── Document segment ──
It will be appreciated that the term "previous image", "preceding image" and the like refer to an order of testing of the images, not necessarily to a forward temporal order of a video sequence.

BRIEF DESCRIPTION OF THE DRAWINGS

The above and other objects, features and advantages of the invention will be apparent from the following detailed description of illustrative embodiments which is to be read in connection with the accompanying drawings, in which:

FIG. 1 is a schematic diagram of a general purpose computer system for use as a face detection system and/or a non-linear editing system;

FIG. 2 is a schematic diagram of a video camera-recorder (camcorder) using face detection;

FIG. 3 is a schematic diagram illustrating a training process;

FIG. 4 is a schematic diagram illustrating a detection process;

FIG. 5 schematically illustrates a feature histogram;

FIG. 6 schematically illustrates a sampling process to generate eigenblocks;

FIGS. 7 and 8 schematically illustrates sets of eigenblocks;

FIG. 9 schematically illustrates a process to build a histogram representing a block position;

FIG. 10 schematically illustrates the generation of a histogram bin number;

FIG. 11 schematically illustrates the calculation of a face probability;

FIGS. 12a to 12f are schematic examples of histograms generated using the above methods;

FIGS. 13a and 13b schematically illustrate the data structure of the histograms;

FIG. 14 schematically illustrates a so-called bin map with a face window overlaid;

FIGS. 15a to 15g schematically illustrate so-called multiscale face detection;

FIG. 16 is a schematic flowchart illustrating a technique for detecting face positions in a multiscale arrangement;

FIG. 17 schematically illustrates a motion detector;

FIGS. 18a to 18e schematically illustrate a technique for detecting an area of change in an image;

FIGS. 19a to 19c schematically illustrate an improvement on the technique of FIGS. 18a to 18e;

FIGS. 20a to 20c schematically illustrate a spatial decimation technique;

FIGS. 20a to 21d schematically illustrate another spatial decimation technique;

FIG. 22 schematically illustrates a face tracking algorithm;

FIGS. 23a and 23b schematically illustrate the derivation of a search area used for skin colour detection;

FIG. 24 schematically illustrates a mask applied to skin colour detection;

FIGS. 25a to 25c schematically illustrate the use of the mask of FIG. 24;

FIG. 26 is a schematic distance map;

FIG. 27 schematically illustrates a colour mask process;

FIG. 28 schematically illustrates a colour map update process; and

FIGS. 29a to 29c schematically illustrate a gradient (variance) pre-processing technique.
───
● Tasks for this exercise
**a.** In the patent excerpt, what is FIG. 2 described as?
**b.** Reproduce word for word the stretch of the patent excerpt from "It will be appreciated" through "a video sequence.".
── Dataset ──
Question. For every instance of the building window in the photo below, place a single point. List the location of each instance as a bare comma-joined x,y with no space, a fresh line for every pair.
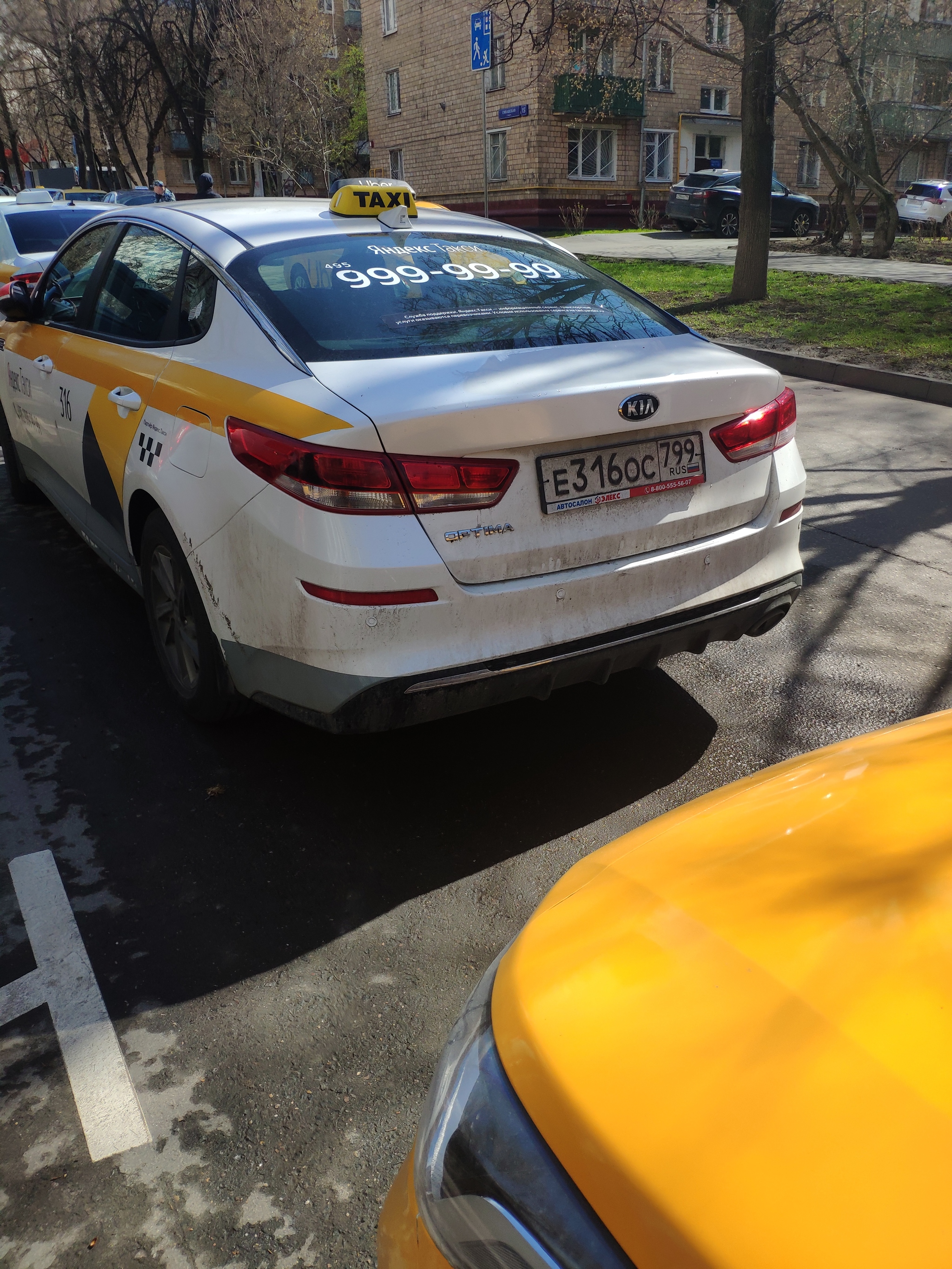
718,26
496,75
498,157
709,152
808,165
393,92
661,64
659,148
714,99
931,83
908,169
592,152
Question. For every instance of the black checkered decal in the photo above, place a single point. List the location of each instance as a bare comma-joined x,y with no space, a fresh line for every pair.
145,449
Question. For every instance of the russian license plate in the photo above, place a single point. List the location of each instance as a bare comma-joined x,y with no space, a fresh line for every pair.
650,465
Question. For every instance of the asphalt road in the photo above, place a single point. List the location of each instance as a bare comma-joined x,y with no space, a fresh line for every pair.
285,924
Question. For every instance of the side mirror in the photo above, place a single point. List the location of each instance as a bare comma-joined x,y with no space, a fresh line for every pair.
17,305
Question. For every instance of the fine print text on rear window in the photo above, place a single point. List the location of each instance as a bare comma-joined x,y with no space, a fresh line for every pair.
371,295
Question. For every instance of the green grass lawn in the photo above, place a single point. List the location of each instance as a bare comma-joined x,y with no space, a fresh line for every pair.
904,326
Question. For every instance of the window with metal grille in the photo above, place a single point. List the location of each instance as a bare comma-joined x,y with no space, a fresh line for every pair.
715,99
393,92
498,157
658,155
592,152
718,26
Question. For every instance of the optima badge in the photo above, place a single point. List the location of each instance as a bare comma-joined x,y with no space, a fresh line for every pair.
488,529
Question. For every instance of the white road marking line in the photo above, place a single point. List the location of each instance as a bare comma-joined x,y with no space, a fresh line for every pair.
106,1098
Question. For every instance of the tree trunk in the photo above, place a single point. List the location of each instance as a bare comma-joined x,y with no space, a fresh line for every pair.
758,88
14,139
886,226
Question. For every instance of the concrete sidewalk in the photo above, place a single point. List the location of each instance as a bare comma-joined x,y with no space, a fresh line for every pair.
666,245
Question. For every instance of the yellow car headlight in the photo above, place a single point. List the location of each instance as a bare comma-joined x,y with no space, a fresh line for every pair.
489,1188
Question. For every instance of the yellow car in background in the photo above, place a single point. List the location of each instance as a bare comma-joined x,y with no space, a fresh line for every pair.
723,1041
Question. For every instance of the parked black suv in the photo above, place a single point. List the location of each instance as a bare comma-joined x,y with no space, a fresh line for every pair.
711,201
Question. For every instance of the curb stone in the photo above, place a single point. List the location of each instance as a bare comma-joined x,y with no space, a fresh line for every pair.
914,388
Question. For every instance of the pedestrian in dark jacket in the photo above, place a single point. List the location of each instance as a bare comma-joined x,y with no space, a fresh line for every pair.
205,185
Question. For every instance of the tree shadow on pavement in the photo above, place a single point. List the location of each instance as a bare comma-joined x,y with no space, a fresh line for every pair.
238,848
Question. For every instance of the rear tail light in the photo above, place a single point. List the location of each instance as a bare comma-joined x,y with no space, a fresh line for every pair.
337,480
364,482
758,432
456,484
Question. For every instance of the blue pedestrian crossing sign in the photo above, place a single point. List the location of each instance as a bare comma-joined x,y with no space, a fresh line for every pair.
482,40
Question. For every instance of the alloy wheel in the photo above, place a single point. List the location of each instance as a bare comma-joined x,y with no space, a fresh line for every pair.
174,620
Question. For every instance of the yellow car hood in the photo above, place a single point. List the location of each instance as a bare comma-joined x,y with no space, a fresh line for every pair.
734,1026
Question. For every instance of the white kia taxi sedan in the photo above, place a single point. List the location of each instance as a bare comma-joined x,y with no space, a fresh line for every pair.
376,463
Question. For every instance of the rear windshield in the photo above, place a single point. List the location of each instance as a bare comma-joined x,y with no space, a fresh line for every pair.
355,296
35,232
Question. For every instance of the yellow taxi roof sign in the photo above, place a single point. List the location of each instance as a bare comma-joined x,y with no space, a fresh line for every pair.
370,197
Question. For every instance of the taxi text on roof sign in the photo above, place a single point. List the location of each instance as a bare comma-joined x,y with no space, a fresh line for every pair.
374,197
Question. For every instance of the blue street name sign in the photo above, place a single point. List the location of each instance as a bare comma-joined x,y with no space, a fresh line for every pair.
482,40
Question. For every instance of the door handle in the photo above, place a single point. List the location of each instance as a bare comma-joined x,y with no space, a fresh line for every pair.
125,400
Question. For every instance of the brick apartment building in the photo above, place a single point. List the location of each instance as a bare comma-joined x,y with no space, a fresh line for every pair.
607,127
239,177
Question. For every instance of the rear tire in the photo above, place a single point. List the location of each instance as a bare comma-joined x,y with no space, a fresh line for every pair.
22,490
182,635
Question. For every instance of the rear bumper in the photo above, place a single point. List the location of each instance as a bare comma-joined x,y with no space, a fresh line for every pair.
304,692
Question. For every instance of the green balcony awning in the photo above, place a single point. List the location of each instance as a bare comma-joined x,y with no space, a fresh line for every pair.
600,97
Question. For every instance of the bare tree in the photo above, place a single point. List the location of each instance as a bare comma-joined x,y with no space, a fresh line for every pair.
289,99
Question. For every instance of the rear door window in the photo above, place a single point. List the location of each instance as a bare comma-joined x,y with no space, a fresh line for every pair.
351,296
197,306
41,231
136,298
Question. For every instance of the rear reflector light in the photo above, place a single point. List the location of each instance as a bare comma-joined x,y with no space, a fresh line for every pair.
371,598
758,432
362,482
336,480
455,484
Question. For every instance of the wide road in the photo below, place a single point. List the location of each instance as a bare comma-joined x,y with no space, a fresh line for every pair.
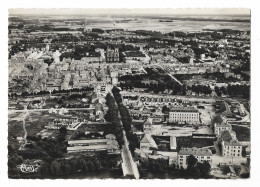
45,109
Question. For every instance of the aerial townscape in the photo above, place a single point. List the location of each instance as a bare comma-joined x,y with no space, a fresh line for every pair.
131,96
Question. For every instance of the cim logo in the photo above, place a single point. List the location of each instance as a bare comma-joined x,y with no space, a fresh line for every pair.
28,168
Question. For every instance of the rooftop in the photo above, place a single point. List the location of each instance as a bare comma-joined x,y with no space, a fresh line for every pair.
195,151
184,109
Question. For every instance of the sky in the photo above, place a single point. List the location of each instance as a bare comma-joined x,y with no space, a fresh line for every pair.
227,11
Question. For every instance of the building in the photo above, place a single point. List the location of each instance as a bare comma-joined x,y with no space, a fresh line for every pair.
148,125
184,114
201,154
219,128
112,56
148,142
108,144
231,147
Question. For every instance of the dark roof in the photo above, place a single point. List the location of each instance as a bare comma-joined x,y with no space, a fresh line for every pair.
226,136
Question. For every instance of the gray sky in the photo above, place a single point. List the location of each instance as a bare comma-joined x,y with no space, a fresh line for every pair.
227,11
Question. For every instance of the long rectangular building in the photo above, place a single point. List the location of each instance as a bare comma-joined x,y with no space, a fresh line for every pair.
184,114
201,154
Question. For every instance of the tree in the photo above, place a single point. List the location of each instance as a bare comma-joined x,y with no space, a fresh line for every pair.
204,168
191,160
55,168
165,109
91,166
20,26
62,134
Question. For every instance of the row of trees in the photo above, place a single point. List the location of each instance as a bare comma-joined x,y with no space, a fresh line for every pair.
200,89
126,120
63,167
197,169
112,117
234,91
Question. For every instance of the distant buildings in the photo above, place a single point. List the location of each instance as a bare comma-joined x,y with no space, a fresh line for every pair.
231,147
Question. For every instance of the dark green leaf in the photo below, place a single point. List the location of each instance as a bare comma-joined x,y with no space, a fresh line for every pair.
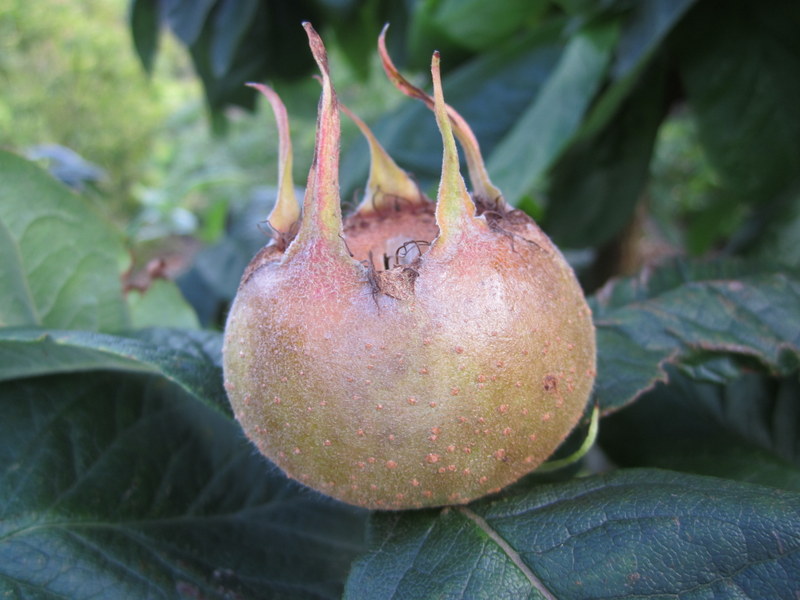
───
● Responses to the exercise
**a.** FIG. 2 is a schematic diagram of a video camera-recorder (camcorder) using face detection.

**b.**
It will be appreciated that the term "previous image", "preceding image" and the like refer to an order of testing of the images, not necessarily to a forward temporal order of a video sequence.